▸ Extrait du document:
......

Editorial de Mars 2016 - Un désaccord inutile

Par le communiqué du 20 février 2016, nous avons appris que le conflit entre cette entité d'une part, et la fédération de Russie et le patriarcat de Moscou d'autre part, entrait dans une nouvelle phase.

Nous sommes, bien entendu, atterrés par cette nouvelle.

A la lecture des premiers éléments en notre possession, il apparaît que la substance de ce conflit soit, en fait, un contentieux juridique sur la propriété de certains biens, actuellement gérés par l'ACOR-Nice (une association, certes, membre de l'Archevêché mais ce dernier n'est pas directement concerné). Il nous paraît difficile de prendre une quelconque position sur ce différend d'ordre strictement civil ou foncier ; d'une part parce que notre association ne dispose pas d'éléments tangibles pour en juger, d'autre part parce que cette question ne relève pas du domaine purement ecclésial.

 

Nous observons, aussi, que les responsables ou sympathisants de l'ACOR-Nice semblent postuler l'existence d'une opposition frontale entre la Fédération de Russie et l'émigration russe. Ce postulat est plus que contestable et il est tout à fait abusif de considérer que tous les membres de l'Archevêché partagent la même attitude d'hostilité à l'égard du patriarcat de Moscou. Il est vrai qu'en vertu du raisonnement spécieux selon lequel tous ceux qui ne partagent pas les vues du conseil de l'Archevêché s'excluent eux-mêmes de son sein, tous les opposants à la ligne hostile au Patriarcat de Moscou ont été discriminés et chassés de toutes les instances par des moyens parfois à la limite de la décence, qu'ils soient évêque, prêtres ou laïcs.

......

[Entrées d'une collection d'étiquetage]
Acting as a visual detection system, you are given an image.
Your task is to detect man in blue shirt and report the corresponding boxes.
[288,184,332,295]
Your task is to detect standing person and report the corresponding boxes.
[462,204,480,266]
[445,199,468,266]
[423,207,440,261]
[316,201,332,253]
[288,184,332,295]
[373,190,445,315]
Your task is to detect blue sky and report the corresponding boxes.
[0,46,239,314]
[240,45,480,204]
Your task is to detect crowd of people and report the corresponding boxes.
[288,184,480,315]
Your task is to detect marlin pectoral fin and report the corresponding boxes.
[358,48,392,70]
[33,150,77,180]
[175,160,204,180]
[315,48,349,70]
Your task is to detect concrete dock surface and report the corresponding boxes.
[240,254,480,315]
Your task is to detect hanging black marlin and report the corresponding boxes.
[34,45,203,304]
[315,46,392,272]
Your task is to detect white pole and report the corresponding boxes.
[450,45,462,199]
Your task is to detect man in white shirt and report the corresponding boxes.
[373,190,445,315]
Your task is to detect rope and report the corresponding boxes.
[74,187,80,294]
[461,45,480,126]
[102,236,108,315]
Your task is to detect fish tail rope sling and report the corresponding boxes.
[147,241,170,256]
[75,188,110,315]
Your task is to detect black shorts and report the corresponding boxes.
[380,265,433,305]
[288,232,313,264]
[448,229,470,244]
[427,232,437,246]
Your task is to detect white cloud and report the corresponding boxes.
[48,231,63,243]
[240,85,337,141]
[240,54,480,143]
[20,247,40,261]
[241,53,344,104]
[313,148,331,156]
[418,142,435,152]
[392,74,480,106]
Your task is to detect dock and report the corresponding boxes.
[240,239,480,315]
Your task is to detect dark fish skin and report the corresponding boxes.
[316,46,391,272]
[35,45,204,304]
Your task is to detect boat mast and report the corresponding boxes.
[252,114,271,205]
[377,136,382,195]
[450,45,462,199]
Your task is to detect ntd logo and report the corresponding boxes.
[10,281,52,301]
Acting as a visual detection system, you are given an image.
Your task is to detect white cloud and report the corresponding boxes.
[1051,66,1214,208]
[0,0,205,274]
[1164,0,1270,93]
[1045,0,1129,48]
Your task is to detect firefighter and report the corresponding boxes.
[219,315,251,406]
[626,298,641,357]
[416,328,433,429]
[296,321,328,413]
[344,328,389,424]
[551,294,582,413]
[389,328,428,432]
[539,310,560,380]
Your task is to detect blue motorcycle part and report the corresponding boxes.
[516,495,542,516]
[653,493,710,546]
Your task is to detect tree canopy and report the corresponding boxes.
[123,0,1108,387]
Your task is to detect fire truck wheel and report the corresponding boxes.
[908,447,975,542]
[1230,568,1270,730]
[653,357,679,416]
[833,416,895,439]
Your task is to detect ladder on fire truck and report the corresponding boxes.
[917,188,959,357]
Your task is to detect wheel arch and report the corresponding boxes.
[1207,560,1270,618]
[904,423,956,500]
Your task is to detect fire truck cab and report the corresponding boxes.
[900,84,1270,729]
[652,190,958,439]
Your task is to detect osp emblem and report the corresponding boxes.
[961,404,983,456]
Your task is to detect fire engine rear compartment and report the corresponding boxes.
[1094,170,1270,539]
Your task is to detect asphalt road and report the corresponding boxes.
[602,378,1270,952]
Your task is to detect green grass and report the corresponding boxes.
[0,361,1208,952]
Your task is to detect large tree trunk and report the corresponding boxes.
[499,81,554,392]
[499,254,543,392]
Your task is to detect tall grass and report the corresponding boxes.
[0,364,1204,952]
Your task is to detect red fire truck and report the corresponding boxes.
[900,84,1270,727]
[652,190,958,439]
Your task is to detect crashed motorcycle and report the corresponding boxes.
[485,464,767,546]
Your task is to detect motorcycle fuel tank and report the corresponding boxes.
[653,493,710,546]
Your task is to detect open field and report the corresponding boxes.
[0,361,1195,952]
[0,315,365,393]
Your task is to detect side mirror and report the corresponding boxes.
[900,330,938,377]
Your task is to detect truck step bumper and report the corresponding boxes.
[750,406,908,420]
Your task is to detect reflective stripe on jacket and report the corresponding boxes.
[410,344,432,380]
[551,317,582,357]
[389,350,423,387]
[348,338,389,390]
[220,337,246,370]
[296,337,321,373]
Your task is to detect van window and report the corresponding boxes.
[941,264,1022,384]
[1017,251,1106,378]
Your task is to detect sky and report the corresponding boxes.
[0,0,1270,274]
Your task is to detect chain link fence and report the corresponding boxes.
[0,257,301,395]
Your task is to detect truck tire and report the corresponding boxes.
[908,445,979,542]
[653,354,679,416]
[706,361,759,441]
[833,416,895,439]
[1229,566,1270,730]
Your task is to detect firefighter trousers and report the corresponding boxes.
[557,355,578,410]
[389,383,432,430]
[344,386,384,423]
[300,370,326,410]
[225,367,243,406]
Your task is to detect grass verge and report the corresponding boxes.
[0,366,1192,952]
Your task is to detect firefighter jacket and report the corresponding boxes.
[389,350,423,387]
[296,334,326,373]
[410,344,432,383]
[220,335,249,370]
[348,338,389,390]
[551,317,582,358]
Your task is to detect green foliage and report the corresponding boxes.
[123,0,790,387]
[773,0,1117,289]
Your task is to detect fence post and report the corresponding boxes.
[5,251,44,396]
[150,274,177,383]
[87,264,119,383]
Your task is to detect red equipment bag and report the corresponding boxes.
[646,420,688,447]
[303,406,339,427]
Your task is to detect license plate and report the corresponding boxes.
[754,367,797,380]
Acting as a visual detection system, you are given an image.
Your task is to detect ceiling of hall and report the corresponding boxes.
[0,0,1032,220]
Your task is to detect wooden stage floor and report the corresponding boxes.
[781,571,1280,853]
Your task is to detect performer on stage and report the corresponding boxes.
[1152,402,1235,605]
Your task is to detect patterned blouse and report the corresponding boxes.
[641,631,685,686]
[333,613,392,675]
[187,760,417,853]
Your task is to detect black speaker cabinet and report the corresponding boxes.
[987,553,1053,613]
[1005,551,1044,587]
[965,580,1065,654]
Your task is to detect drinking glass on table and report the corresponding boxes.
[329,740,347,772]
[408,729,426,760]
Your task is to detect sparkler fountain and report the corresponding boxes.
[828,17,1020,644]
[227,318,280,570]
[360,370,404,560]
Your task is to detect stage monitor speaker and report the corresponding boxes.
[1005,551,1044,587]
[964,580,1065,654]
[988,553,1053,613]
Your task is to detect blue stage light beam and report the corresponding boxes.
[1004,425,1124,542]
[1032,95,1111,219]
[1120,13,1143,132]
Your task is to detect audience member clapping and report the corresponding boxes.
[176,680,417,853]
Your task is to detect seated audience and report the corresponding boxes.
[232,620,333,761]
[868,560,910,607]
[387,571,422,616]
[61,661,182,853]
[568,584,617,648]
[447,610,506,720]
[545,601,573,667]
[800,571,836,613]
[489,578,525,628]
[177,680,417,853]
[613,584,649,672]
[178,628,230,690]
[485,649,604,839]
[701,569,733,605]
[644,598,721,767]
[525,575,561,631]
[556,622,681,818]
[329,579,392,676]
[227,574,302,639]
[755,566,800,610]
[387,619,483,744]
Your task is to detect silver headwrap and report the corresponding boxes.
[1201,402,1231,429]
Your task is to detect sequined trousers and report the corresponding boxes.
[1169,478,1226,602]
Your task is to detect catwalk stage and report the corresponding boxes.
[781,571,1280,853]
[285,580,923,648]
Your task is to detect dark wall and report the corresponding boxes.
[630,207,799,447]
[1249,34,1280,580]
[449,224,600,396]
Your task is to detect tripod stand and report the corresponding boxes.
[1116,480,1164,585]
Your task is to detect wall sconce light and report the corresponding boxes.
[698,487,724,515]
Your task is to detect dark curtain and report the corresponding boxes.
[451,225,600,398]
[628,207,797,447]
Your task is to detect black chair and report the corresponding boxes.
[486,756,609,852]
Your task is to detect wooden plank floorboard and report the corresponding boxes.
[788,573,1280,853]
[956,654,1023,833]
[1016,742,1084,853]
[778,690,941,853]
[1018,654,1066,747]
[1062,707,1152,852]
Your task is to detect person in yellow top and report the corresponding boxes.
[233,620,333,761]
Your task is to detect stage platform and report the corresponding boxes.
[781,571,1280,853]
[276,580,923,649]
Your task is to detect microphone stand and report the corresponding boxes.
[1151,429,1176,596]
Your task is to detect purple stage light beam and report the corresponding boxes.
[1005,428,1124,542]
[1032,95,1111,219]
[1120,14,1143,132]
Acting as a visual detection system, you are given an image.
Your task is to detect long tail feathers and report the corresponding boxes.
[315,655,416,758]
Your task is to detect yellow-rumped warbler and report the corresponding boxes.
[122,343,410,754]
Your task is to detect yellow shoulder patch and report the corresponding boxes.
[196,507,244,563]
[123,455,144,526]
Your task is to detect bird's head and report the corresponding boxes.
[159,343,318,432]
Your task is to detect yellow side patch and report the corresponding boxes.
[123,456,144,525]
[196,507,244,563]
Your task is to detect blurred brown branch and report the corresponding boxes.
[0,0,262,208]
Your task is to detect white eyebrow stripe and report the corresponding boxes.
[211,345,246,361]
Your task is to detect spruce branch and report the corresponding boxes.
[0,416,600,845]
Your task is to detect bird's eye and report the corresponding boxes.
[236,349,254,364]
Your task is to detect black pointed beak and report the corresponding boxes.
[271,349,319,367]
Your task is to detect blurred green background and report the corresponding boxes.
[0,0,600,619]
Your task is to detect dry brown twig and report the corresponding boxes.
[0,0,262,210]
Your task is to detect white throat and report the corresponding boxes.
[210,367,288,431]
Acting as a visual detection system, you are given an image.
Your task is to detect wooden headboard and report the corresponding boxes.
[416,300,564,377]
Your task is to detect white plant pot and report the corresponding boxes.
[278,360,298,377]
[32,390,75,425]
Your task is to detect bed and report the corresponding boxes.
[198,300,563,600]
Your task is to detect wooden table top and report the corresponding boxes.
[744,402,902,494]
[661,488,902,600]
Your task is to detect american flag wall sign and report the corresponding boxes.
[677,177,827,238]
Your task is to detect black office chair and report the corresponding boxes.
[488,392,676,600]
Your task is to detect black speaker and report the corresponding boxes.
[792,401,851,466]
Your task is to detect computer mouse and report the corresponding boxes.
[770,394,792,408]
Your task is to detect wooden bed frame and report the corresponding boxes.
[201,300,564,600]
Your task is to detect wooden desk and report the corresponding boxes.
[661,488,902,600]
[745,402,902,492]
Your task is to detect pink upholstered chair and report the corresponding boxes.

......

▸ Exercice proposé: Rédigez la suite de l'éditorial sur le conflit avec le patriarcat de Moscou, en reprenant juste après sa dernière phrase.

▸ Problème résolu:
Nous sommes, pour notre part, à la fois membres de l'archevêché et amis du patriarcat de Moscou et nous trouvons ce conflit particulièrement mal venu.

Le communiqué du 20 février comporte du reste plusieurs inexactitudes. Il y est écrit, à propos du cimetière de Caucade et de l'église de la rue Longchamp : « que possède et gère l'ACOR-Nice depuis l'origine ». Il faut préciser depuis quelle origine exactement il s'agit. L'église dont il est question a été construite en 1859, bien avant que l'Acor-Nice ne commence son existence après la révolution russe. Et le cimetière a été aménagé sur un terrain acheté par l'empire russe, en 1867, pour y installer une batterie destinée à protéger la baie de Villefranche où stationnaient des bateaux de guerre russes, après la guerre de Crimée.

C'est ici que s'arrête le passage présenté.